RECORDS FOR THE TASK →
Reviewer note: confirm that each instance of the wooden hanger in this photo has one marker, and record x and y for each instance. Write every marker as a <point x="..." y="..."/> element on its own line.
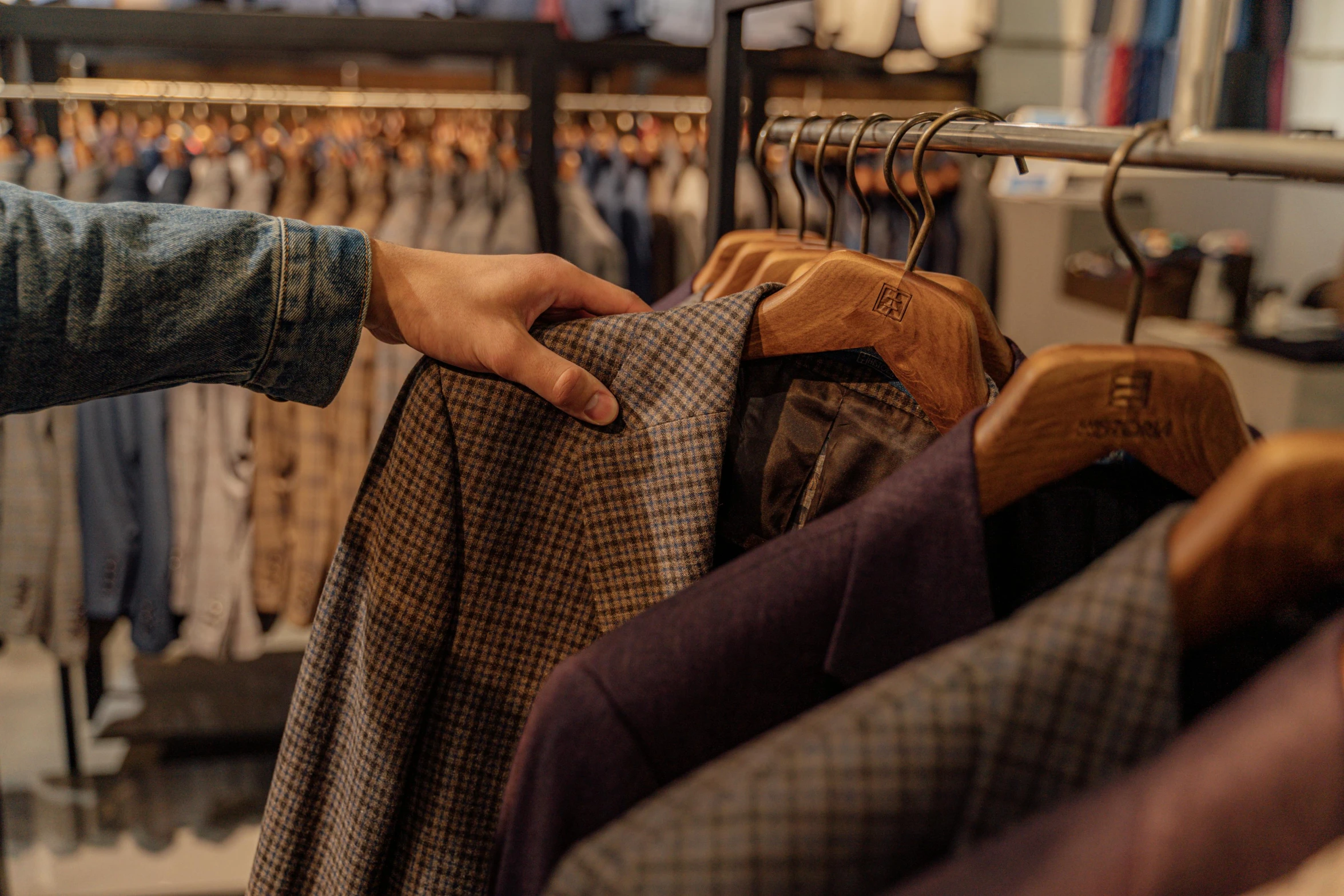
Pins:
<point x="1266" y="532"/>
<point x="851" y="178"/>
<point x="993" y="347"/>
<point x="995" y="352"/>
<point x="738" y="274"/>
<point x="850" y="300"/>
<point x="1072" y="405"/>
<point x="778" y="266"/>
<point x="733" y="242"/>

ACTIVITY → Transcribe every line of the data exactly. No pictures go in the copy.

SOLUTION TO THIS EXERCISE →
Reviewer note: confirm that each instance of the wooden hanger in this photo has one marker, and record x and y for each instance. Write every marker as a <point x="..." y="..."/> element on its own line.
Pins:
<point x="1266" y="532"/>
<point x="851" y="178"/>
<point x="993" y="347"/>
<point x="995" y="352"/>
<point x="738" y="274"/>
<point x="850" y="300"/>
<point x="1072" y="405"/>
<point x="778" y="266"/>
<point x="733" y="242"/>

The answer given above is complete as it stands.